**DATA PROVIDED**:
◆ ◆ ◆ ◆ ◆ ◆ ◆

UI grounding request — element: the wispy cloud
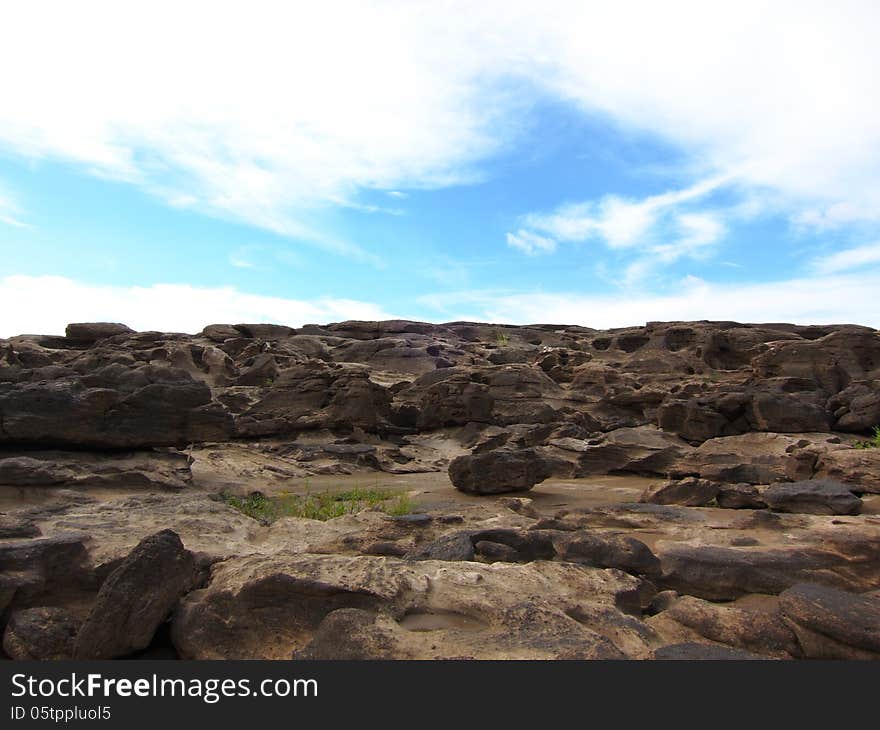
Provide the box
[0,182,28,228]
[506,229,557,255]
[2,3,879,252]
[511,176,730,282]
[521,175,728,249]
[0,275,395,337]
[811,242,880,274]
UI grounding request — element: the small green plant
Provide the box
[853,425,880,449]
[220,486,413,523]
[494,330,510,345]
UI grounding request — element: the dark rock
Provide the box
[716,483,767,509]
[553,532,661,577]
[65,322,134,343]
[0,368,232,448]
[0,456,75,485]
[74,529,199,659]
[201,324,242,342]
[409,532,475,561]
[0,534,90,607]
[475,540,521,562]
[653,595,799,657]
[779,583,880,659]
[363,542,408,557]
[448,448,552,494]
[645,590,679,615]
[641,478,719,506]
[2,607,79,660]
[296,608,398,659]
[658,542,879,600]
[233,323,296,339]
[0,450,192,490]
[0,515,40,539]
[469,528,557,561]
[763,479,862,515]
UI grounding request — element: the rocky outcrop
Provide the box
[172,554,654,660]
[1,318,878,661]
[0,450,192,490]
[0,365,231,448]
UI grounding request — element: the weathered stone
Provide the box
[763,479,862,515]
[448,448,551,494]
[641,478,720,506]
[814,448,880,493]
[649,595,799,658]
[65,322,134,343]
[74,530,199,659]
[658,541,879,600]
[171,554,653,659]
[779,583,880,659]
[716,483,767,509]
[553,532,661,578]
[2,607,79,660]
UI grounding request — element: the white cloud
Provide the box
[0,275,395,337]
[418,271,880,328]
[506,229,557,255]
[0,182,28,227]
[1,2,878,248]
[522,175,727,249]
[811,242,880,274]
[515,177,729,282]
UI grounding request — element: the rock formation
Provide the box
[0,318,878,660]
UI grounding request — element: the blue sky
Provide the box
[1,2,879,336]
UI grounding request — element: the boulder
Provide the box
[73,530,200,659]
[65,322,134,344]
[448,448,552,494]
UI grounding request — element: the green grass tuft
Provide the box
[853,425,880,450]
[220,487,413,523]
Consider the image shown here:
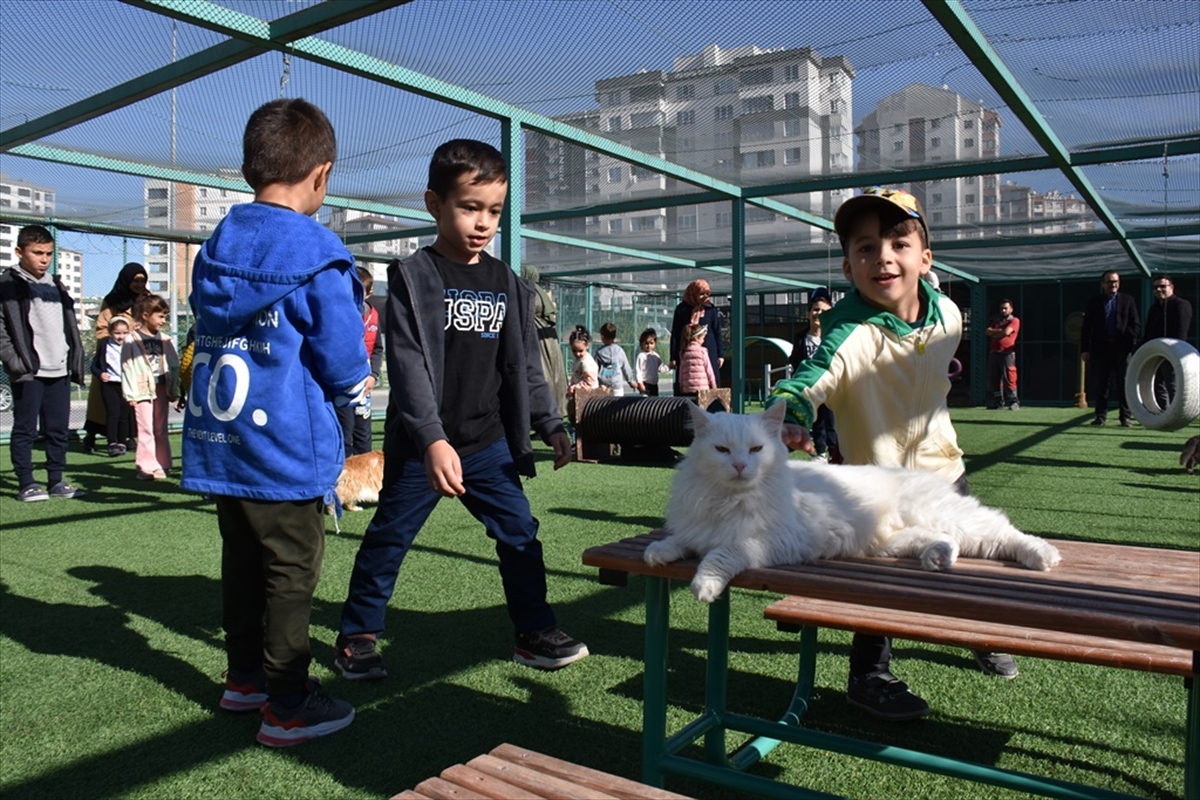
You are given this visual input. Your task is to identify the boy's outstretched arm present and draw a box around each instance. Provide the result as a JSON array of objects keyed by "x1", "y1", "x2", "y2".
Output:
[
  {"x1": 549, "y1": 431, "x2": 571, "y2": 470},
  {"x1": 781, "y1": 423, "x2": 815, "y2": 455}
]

◆ ◆ ◆ ◆ ◆ ◆ ◆

**WHAT TO WORK ON**:
Among the entries above, copy exactly the stretch from the line holding "UI grounding request — element: the green" through the line holding "You are given", leaving out any pictures.

**RESPONSE TO THE EXERCISE**:
UI grounding request — element: the green grass tuft
Provide the box
[853,425,880,450]
[220,487,413,523]
Consider the image shown here:
You are given this visual input. Your task is to identify the boy's outstretched arm present and draw a box around each instance. Provide the result as a JSON array of objects keyed by "x1", "y1", "x2", "y2".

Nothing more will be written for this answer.